GOAL: Copy the items below word for word, starting from the first line and ending with the line that contains "column 645, row 308", both included.
BEGIN SUPPLIED MATERIAL
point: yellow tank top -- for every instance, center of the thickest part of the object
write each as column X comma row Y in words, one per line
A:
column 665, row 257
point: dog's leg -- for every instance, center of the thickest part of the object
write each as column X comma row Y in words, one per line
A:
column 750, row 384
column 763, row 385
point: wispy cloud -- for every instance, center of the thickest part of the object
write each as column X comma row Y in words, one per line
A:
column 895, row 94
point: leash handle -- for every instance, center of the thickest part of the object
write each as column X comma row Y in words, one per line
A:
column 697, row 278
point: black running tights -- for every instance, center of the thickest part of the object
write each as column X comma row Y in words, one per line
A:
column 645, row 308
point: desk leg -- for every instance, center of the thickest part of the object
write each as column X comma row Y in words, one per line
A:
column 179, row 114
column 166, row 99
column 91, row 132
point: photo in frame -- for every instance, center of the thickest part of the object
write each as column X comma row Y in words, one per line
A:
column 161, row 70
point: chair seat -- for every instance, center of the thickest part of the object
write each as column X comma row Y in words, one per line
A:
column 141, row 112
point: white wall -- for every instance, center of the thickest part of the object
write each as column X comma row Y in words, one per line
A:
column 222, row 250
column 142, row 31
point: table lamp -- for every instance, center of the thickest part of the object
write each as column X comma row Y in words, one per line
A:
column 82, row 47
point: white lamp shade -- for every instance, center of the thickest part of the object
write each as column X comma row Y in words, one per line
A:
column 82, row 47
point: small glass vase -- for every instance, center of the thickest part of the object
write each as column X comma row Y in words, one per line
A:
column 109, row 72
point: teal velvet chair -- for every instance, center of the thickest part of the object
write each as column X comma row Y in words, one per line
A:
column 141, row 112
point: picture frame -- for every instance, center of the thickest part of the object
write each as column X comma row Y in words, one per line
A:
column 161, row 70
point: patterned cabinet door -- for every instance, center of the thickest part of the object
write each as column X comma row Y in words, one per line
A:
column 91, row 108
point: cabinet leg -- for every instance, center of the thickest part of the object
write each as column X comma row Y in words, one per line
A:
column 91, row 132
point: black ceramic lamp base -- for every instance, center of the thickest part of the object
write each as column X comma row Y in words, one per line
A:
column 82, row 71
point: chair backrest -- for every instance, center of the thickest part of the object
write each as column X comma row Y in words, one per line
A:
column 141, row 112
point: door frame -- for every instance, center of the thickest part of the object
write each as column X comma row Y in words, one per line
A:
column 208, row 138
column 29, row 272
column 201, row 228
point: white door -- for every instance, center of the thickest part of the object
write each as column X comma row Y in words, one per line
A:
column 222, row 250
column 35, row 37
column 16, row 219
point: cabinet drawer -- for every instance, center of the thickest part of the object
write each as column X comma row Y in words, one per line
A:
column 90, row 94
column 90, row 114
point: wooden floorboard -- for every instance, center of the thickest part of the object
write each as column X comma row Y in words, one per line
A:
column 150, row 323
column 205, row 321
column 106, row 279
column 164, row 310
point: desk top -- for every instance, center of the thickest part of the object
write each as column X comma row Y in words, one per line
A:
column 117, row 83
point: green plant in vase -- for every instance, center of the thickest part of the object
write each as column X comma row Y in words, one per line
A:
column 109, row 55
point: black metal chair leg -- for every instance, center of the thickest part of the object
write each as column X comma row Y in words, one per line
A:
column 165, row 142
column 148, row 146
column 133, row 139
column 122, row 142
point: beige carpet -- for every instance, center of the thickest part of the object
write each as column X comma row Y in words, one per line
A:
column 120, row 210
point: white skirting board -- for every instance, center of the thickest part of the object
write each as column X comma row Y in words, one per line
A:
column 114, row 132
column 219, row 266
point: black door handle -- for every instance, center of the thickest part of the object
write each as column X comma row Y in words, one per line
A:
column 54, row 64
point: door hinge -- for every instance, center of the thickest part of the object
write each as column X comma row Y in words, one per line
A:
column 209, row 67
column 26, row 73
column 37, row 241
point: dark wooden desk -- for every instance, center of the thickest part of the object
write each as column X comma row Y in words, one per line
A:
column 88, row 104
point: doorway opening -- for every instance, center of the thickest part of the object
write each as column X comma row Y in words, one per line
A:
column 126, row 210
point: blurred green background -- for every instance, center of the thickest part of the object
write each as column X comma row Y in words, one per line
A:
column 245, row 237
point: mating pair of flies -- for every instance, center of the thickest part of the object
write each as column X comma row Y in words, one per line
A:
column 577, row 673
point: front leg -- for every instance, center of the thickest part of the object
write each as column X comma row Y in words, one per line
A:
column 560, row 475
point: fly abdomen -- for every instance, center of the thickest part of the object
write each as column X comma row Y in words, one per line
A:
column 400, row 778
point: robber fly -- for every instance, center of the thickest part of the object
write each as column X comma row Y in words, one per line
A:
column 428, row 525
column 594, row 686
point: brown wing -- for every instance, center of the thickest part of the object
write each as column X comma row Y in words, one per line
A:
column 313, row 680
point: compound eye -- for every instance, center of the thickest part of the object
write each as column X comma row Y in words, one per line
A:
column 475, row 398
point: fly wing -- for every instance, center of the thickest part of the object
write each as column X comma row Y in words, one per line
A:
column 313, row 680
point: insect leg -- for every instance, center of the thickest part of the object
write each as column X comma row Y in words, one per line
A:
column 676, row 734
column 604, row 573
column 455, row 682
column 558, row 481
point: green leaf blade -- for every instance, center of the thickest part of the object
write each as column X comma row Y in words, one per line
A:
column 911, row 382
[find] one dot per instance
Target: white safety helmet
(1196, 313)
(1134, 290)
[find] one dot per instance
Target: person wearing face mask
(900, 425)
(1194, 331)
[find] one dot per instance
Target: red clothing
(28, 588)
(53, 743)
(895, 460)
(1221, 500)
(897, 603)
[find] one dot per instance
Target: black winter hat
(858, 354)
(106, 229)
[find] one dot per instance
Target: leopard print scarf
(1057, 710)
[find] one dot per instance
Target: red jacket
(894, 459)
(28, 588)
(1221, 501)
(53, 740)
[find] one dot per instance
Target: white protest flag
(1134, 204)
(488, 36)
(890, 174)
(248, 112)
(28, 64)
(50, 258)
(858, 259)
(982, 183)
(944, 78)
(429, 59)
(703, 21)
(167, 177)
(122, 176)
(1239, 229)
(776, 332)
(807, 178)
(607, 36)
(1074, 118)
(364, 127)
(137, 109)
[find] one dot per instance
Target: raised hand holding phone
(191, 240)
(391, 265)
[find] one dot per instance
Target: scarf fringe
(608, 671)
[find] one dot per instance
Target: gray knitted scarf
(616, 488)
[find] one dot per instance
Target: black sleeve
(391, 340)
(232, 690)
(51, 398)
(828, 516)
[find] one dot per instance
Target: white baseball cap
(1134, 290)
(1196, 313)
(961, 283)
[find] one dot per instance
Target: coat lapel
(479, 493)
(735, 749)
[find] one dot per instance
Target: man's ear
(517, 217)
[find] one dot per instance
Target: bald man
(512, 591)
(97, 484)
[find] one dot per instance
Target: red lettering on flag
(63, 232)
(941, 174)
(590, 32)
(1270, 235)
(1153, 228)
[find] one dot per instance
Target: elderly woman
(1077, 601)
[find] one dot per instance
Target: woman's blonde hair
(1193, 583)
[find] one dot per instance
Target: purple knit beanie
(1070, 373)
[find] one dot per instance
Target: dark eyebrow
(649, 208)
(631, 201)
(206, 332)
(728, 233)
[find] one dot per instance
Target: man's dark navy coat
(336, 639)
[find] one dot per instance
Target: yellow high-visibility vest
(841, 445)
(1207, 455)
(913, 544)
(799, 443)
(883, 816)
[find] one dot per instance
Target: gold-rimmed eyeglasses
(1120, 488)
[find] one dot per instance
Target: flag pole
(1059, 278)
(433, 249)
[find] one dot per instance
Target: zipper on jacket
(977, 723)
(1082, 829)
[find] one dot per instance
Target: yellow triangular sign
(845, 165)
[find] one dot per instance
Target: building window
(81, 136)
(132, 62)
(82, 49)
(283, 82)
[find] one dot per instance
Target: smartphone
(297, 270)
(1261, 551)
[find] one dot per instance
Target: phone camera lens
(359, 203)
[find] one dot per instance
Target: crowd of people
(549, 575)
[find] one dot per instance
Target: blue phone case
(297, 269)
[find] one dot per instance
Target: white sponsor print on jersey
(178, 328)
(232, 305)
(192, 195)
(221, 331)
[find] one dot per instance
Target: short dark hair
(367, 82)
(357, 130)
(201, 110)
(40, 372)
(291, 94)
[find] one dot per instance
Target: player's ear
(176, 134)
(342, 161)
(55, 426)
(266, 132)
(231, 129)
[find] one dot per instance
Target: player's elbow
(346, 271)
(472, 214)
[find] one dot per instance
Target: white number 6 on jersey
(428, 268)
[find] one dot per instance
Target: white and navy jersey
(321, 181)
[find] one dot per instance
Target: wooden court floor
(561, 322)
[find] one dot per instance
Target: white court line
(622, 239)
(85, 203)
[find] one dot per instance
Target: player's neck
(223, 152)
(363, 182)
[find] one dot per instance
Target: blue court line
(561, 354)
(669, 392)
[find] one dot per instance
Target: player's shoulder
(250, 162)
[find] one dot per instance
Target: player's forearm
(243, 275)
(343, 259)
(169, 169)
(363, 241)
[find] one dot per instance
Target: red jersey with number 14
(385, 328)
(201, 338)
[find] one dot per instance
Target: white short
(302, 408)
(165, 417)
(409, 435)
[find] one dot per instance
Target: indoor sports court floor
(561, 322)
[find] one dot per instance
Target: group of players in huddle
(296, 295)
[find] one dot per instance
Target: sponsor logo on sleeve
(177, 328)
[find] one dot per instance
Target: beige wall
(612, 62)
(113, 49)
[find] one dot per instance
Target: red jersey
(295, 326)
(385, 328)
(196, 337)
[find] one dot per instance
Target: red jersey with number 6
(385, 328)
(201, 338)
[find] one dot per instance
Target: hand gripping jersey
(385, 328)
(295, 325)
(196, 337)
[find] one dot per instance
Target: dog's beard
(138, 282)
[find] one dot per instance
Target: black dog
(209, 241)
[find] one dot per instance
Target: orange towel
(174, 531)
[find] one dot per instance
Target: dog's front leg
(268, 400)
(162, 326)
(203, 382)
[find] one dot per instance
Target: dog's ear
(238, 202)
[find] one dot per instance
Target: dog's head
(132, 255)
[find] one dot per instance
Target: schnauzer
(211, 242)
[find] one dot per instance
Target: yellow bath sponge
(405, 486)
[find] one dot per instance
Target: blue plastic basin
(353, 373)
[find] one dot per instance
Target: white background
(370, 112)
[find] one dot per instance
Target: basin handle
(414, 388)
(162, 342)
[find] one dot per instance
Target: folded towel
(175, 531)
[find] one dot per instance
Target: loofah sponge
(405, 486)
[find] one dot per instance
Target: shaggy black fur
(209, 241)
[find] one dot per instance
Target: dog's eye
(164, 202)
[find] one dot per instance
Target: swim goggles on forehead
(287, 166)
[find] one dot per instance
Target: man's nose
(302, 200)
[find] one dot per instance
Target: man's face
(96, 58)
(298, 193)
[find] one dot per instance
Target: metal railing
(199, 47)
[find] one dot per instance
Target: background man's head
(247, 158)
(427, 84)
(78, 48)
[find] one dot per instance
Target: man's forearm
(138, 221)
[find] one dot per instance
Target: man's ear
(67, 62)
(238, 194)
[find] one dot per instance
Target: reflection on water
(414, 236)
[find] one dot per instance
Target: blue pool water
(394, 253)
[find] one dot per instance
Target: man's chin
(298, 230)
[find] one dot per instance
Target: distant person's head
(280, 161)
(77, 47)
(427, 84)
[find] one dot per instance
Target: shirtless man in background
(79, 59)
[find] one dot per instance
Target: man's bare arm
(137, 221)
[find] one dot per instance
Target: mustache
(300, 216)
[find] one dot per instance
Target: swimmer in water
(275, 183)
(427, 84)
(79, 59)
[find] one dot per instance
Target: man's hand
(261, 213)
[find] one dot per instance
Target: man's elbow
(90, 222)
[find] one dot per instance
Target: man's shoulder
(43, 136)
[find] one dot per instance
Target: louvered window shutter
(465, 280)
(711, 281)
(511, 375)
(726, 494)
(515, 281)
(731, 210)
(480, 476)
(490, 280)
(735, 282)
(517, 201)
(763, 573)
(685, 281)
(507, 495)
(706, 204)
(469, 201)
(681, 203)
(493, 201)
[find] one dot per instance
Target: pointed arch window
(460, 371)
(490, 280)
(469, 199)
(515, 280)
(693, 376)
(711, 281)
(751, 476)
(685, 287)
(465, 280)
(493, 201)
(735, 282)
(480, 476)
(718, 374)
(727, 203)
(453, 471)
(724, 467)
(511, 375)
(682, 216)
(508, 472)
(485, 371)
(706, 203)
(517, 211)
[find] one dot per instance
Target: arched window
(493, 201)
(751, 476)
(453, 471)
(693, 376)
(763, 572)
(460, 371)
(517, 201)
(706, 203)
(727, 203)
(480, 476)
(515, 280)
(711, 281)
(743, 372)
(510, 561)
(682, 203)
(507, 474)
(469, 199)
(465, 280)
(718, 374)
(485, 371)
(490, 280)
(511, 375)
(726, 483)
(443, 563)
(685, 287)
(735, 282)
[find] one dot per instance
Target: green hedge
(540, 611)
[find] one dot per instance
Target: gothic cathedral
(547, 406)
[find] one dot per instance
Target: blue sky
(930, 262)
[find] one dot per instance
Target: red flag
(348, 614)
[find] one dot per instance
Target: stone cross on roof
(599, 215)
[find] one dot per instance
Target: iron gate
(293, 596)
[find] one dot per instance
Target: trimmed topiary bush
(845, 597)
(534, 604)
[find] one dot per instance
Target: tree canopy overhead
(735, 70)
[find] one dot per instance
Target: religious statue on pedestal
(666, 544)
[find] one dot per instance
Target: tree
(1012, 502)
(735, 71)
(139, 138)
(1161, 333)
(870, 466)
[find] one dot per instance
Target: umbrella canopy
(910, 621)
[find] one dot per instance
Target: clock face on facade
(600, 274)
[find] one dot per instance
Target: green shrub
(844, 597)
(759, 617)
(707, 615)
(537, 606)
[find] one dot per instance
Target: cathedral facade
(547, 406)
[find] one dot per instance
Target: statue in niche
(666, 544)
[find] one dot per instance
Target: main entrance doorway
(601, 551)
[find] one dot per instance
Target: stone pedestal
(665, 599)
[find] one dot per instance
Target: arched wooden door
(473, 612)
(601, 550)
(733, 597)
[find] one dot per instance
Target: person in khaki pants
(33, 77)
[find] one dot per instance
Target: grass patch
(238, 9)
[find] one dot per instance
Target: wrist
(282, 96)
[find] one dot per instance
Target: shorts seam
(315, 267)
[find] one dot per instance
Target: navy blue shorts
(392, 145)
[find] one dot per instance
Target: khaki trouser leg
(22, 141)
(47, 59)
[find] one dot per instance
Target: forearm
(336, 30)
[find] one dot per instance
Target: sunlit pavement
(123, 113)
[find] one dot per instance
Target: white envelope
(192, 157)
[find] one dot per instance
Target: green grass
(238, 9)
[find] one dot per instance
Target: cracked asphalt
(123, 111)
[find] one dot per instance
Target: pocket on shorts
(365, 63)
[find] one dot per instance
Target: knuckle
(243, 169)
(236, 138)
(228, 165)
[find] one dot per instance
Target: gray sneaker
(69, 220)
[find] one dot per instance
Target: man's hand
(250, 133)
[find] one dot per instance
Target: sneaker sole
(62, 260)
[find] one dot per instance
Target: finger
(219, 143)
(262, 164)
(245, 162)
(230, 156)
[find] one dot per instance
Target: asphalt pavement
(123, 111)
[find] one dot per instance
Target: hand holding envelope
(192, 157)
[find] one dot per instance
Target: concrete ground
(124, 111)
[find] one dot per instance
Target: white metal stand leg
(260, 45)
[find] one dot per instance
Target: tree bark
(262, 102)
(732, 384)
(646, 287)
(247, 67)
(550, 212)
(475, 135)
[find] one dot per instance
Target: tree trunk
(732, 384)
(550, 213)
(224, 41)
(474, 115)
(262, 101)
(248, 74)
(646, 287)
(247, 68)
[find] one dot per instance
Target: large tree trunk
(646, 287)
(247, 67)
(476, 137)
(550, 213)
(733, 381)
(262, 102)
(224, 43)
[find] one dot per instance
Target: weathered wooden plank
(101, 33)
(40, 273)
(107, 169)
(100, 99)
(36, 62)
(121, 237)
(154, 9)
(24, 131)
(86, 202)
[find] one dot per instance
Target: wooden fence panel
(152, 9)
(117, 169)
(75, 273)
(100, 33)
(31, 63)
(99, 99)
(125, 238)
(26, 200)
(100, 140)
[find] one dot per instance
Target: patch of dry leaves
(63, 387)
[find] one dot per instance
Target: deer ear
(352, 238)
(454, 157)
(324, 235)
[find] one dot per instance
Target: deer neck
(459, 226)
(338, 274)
END SUPPLIED MATERIAL
EXERCISE RESPONSE:
point: yellow tank top -- for every instance, center of the thickest part of the object
write each as column X comma row Y in words, one per line
A:
column 665, row 257
point: dog's leg -- for every instance, center of the thickest part of the object
write each as column X comma row Y in words, one per line
A:
column 750, row 384
column 763, row 385
point: wispy cloud -- for every instance, center of the thickest part of the object
write each as column X comma row Y in words, one per line
A:
column 895, row 94
point: leash handle -- for every instance, center of the thickest part of the object
write each as column X comma row Y in words, one per line
A:
column 697, row 278
point: black running tights -- for every instance, center of the thickest part of the object
write each as column X comma row Y in words, one per line
A:
column 645, row 308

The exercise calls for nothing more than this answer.